§ **Provided passage**
>> BEGIN

No Complaints • By Caroline Crampton.

I feel a warm little glow of satisfaction

I read that piece in the Observer last weekend about how fear of a miserable, long, dark winter is mostly in the mind — I'm paraphrasing, but that was roughly it — so of course I have started watching Borgen again from the beginning.

I saw this Danish political drama when it first started airing on the BBC in 2012, so I'm not really in it for the coalition-forming drama this time. Rather, I'm looking for clues on how to be good at being inside when it's cold and dark all the time.

This scene from the first episode struck me as an atmosphere I'd like to have. Philip Christensen, husband of politician Birgitte Nyborg, has been at home on his own with the kids while she's out campaigning. When she comes home, we see him from her perspective as she comes through the front door. He's working on the sofa, shoes off, books next to him, a beer half drunk on the table in front of him. The curtains behind him are open, showing the darkness outside, because he's not bothered about it and his house is well insulated. He looks cosy, busy, and just a little bit pissed off that she's now going to interrupt him with a long story about how all the other politicians are bad apart from her.

In the UK, Borgen was part of the inspiration for a larger trend towards more Nordic cool in interiors, publishing and fashion. People went wild for the lampshades and for a while you couldn't turn round in a bookshop without knocking over a "how to hygge" book. The mania has abated somewhat, but if Instagram is anything to go by, people are still very into mustard L-shaped couches.

Now, I should emphasise, this is very much not my personal aesthetic. That low-backed sofa Philip is sitting on looks extremely uncomfortable and I bet the hairy rug is a devil to clean. Plus, I like my light fittings to look like something other than flying saucers. My house is from the 1890s and I'm much more interested in making it look like a National Trust property on a budget.

But I do like how happily Philip is coexisting with the darkness outside, leaving his curtains open and keeping the light minimal. The day after we watched this episode, I looked around the tottering piles of stuff in our living room and had a think about how I could make the space feel less frustrating, given that all the signs are I'm not going to be leaving it any time soon.

>> END

§ **Exercise task 1**
Reproduce the stretch of the essay about Borgen starting at "In the UK, Borgen" and ending at "on a budget.".
§ **Exercise task 2**
Put this sentence from the essay about Borgen into Spanish: "This scene from the first episode struck me as an atmosphere I'd like to have."
Work only from the essay about Borgen.

§ **Data**
>> BEGIN

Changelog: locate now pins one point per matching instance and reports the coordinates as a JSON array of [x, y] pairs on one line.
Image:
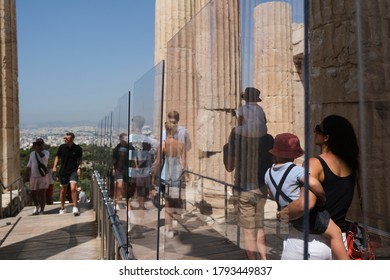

>> END

§ **Problem solution 1**
In the UK, Borgen was part of the inspiration for a larger trend towards more Nordic cool in interiors, publishing and fashion. People went wild for the lampshades and for a while you couldn't turn round in a bookshop without knocking over a "how to hygge" book. The mania has abated somewhat, but if Instagram is anything to go by, people are still very into mustard L-shaped couches.

Now, I should emphasise, this is very much not my personal aesthetic. That low-backed sofa Philip is sitting on looks extremely uncomfortable and I bet the hairy rug is a devil to clean. Plus, I like my light fittings to look like something other than flying saucers. My house is from the 1890s and I'm much more interested in making it look like a National Trust property on a budget.

§ **Problem solution 2**
Esta escena del primer episodio me pareció una atmósfera que me gustaría tener.